Stated exercise:
Count the lines in the records below that contain the string "left". Reply with the number alone.

(Detection annotation records)
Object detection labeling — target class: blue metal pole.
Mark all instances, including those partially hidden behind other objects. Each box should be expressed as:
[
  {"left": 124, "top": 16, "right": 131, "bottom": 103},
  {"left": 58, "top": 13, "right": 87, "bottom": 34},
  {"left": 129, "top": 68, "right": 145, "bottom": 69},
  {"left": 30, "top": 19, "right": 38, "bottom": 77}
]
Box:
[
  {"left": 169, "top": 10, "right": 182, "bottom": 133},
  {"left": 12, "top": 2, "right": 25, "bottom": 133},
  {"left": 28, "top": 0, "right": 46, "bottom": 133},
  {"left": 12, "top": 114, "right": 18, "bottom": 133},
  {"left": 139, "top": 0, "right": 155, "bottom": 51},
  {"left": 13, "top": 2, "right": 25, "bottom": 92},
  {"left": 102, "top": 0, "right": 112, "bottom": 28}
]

Response to the exercise:
11